Text excerpt Block Start
Nina Bayer never expected to receive so much international attention when she launched her short story magazine, Lunch Hour Stories, in January 2006. But since then she has received story submissions from writers as far away as Bulgaria, Greece, India, and even the Republic of Moldova , which she had to locate on a map. "It's northeast of Romania," she says. "I guess you can never underestimate the power of the Internet."
Lunch Hour Stories magazine is the literary offshoot of Lunch Hour Book Publications, Bayer's publishing company operated from her home in Bothell. She designed the magazine around the motto, The best sixty minutes of your day!" ... because people are busy, and because short stories are great for people on the go." She created a magazine that could fit easily into a purse, briefcase or backpack, and be read in less than sixty minutes. "Being short on time is, apparently, universal, because the concept caught on. In the first year I received over 4,000 requests for information about the magazine."
Because the classes at UW Bothell are so enriched with cultural awareness, the world became just that much smaller to me.Nina Bayer IAS '05
Bayer, who turned 50 in August and just completed a Master of Fine Arts degree at the Whidbey Writers Workshop, started the company and the magazine after her graduation from UW Bothell as a way of financially supporting her endeavors as a graduate student and as a writer. But, she says, it was her experiences at UW Bothell that inspired her to do more.
Text excerpt Block End
**Brief A**
Decide whether each statement agrees with the Lunch Hour Stories article. For each, answer yes or no and quote the words of the article that settle it.
(i) Bayer launched the magazine in January 2006.
(ii) Bayer runs her publishing company from an office in Seattle.
(iii) Bayer started the company and the magazine before she graduated from UW Bothell.
**Brief B**
Answer these questions using facts stated in the Lunch Hour Stories article.
(i) Which country did Bayer have to locate on a map?
(ii) How many requests for information about the magazine did Bayer receive in its first year?
(iii) Where did Bayer complete her Master of Fine Arts degree?
**Brief C**
Continue the Lunch Hour Stories article, starting after its final sentence.
None of these rows are needed for the work on this page.
Data Block Start
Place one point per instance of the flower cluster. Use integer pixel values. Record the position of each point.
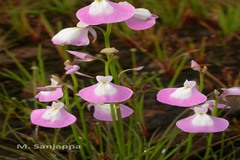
(104, 96)
(189, 96)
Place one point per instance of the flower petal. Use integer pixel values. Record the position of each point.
(72, 36)
(194, 98)
(142, 19)
(119, 94)
(72, 69)
(104, 12)
(82, 56)
(215, 125)
(48, 96)
(102, 112)
(62, 119)
(233, 91)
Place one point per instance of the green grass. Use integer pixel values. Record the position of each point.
(161, 45)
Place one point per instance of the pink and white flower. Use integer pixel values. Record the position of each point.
(102, 112)
(211, 103)
(50, 93)
(185, 96)
(200, 122)
(105, 91)
(77, 36)
(142, 19)
(195, 66)
(55, 116)
(82, 57)
(233, 91)
(105, 12)
(71, 69)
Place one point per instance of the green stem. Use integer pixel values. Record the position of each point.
(110, 64)
(178, 71)
(210, 136)
(117, 131)
(189, 146)
(81, 115)
(201, 83)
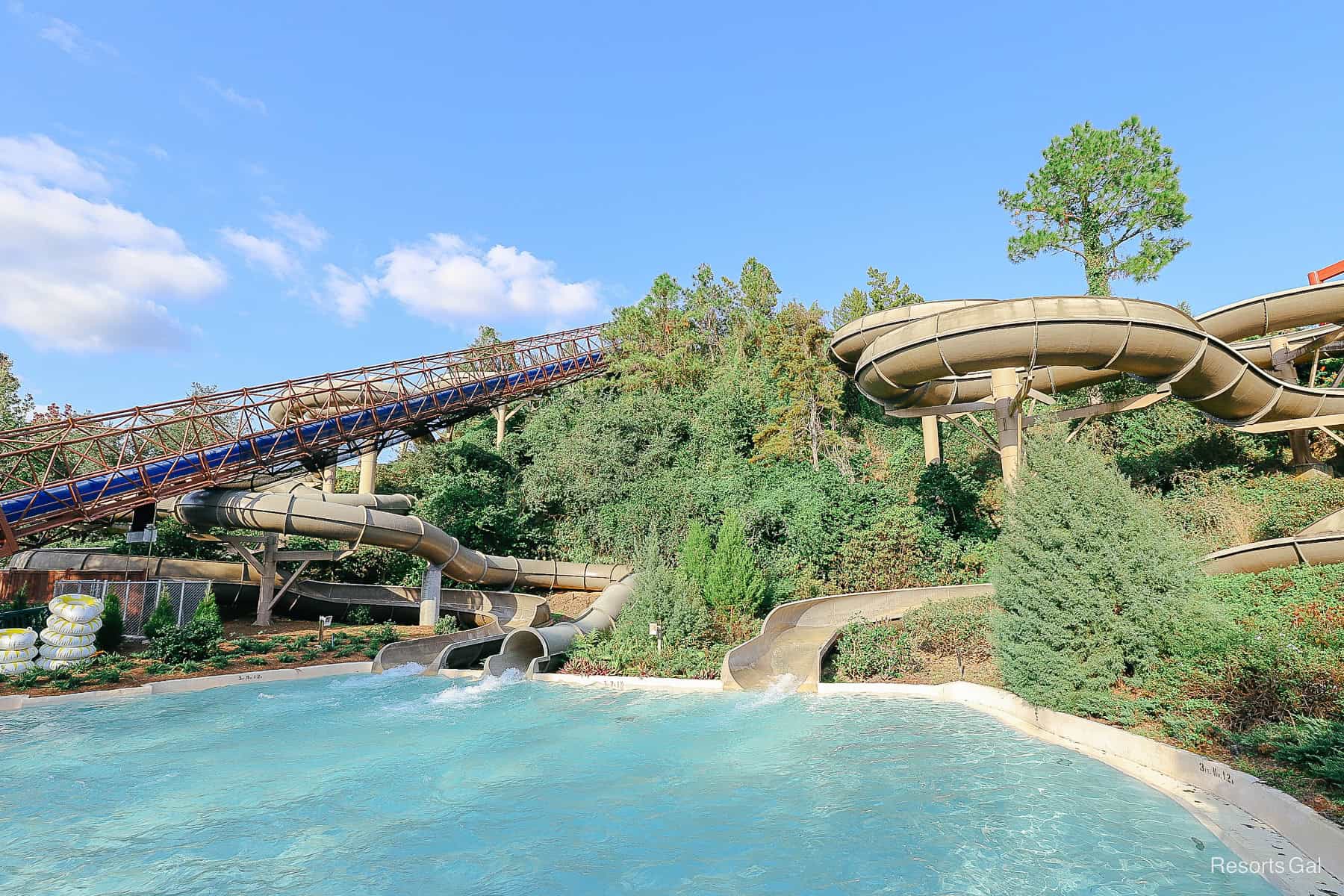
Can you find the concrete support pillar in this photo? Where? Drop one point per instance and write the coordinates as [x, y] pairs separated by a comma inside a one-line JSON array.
[[933, 440], [267, 588], [367, 470], [1287, 371], [1003, 388], [430, 588]]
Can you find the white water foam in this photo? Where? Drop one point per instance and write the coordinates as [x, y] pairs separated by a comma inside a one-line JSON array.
[[783, 687], [476, 692], [376, 679]]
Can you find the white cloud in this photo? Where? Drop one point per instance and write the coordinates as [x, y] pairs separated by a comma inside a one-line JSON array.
[[448, 280], [85, 274], [347, 296], [300, 230], [268, 253], [49, 161], [231, 96], [72, 40]]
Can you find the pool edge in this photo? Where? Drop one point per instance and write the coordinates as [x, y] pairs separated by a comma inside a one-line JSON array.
[[1263, 825]]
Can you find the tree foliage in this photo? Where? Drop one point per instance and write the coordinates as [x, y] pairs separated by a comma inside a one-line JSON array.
[[806, 410], [1097, 193], [735, 583], [883, 292], [1090, 578]]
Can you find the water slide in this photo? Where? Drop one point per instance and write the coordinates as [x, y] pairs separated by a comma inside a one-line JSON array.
[[940, 354], [796, 637]]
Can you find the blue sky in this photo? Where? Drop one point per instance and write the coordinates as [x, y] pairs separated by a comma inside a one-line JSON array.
[[196, 193]]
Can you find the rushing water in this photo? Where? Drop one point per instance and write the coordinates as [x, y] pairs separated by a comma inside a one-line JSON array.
[[389, 785]]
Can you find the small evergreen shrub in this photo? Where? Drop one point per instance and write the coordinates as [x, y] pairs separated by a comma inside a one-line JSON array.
[[113, 625], [1090, 578], [870, 652], [735, 585]]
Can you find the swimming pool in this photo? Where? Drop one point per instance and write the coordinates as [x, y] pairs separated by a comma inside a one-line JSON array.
[[391, 785]]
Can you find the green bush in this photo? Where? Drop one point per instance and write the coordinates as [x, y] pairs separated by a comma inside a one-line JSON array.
[[957, 628], [1313, 744], [113, 623], [735, 583], [870, 652], [1090, 578], [163, 618], [195, 641]]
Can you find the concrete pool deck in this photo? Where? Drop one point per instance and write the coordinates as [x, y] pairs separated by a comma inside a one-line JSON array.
[[1293, 848]]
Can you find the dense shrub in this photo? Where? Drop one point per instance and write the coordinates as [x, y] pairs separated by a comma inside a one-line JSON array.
[[957, 628], [1313, 744], [1089, 575], [735, 583], [195, 641], [874, 652]]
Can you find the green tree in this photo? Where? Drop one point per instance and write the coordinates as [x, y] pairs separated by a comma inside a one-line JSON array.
[[735, 585], [759, 292], [697, 554], [1097, 193], [1090, 576], [803, 422], [883, 292]]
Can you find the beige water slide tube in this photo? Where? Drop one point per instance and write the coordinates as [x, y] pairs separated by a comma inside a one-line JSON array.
[[796, 637], [940, 354]]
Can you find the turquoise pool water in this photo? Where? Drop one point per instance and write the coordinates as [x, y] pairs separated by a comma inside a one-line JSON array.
[[388, 785]]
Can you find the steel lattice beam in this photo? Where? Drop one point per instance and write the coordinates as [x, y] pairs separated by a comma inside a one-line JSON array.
[[78, 469]]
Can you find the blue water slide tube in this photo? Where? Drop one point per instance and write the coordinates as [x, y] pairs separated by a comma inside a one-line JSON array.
[[237, 457]]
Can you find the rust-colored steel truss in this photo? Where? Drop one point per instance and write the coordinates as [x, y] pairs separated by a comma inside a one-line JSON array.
[[78, 469]]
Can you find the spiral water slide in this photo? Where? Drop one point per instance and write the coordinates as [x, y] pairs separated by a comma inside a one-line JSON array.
[[937, 355]]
Data Block End
**Written response A**
(i) Yes: "when she launched her short story magazine, Lunch Hour Stories, in January 2006"
(ii) No: "operated from her home in Bothell"
(iii) No: "after her graduation from UW Bothell"

**Written response B**
(i) The Republic of Moldova
(ii) Over 4,000
(iii) The Whidbey Writers Workshop

**Written response C**
"Because the classes at UW Bothell are so enriched with cultural awareness, the world became just that much smaller to me. As I learned about art, religion, history, and literature, people in other countries started to seem less far away, less different. And it was this feeling of universal kinship that gave me the confidence to reach beyond my own writing and find other writers, both nationally and internationally, and help them get their work published. I had no idea, though, that I would reach so far, or touch so many lives. I have made new friends all over the world, and published stories that really needed to be told."
Besides publishing, Bayer speaks to schools, community organizations, and in-home writing and reading groups, promoting the literary arts. "In an ever-increasing electronic world, I believe in preserving the integrity of the printed word. I don't publish stories online, and I work hard to introduce writers and readers to short stories, literary magazines and chapbooks. There's nothing better than a great story, especially if you can hold it in your hands."
Lunch Hour Stories magazine appeals to all readers, because each story is as unique as the writer who writes it. Upcoming issues include a story about arranged child marriage from a writer in Chennai, India; a story about a girl with Progeria, a disease that prematurely ages her, from a writer in Louisiana; and a story about witches in Nigeria from a writer in Italy.